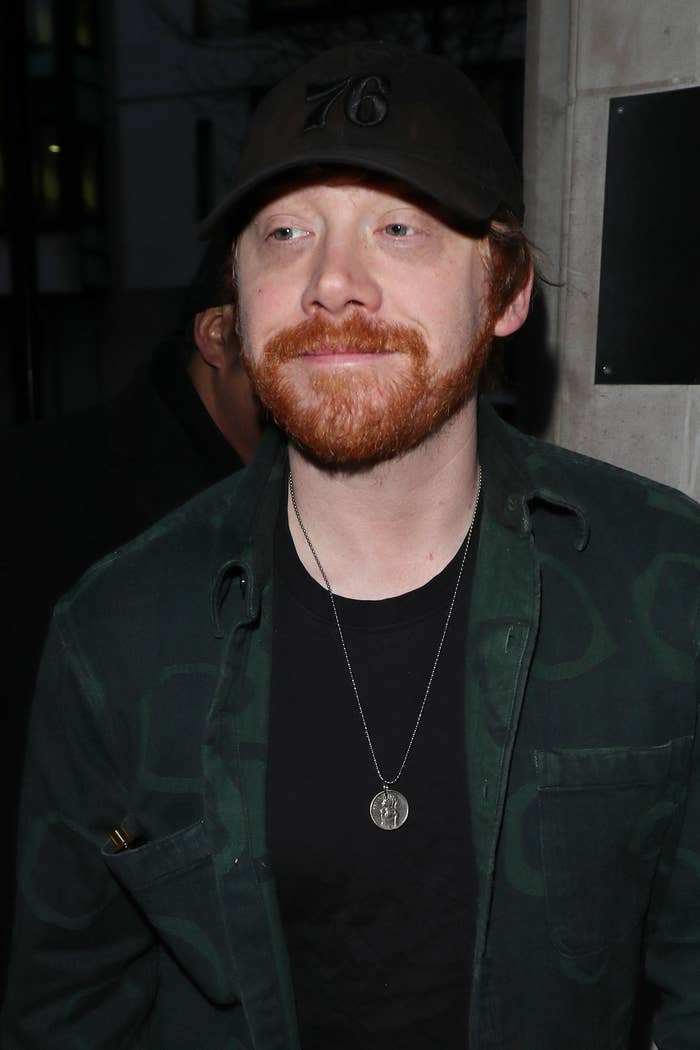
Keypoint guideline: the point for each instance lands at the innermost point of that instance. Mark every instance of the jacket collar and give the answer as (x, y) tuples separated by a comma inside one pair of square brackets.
[(521, 476)]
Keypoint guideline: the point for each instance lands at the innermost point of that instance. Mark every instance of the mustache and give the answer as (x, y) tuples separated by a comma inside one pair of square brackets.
[(354, 334)]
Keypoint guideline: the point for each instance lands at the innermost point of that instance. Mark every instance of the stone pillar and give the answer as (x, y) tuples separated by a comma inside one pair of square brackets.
[(579, 55)]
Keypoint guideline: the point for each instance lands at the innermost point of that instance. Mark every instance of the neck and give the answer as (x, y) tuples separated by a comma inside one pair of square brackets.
^^^^^^^^
*WHAT YOU SHOULD DO*.
Set down only these lines, exactly: the one containing "of the mustache" and each line after it through the end of the entries above.

*EXERCISE RESPONSE*.
Keypoint guideline: the point for each instance lands at the innermost point of that instance. Mark every instance of the mustache and give the answer as (x, y) tuples separated by a comma inside one pair of square brackets.
[(354, 334)]
Keypoint guideline: the point for each instance lands at the innermost point of that instance. Mark every instance of the stone pillar and give the answer as (x, y) tuples separated by a comma inside one pair of square brackets.
[(579, 55)]
Keypoint guideline: the point for each instance lands at the innermost point of that instance. Mark every instance of the neck and give the answer as (x, y) tuples separated by a comma inside one pair of square brackets.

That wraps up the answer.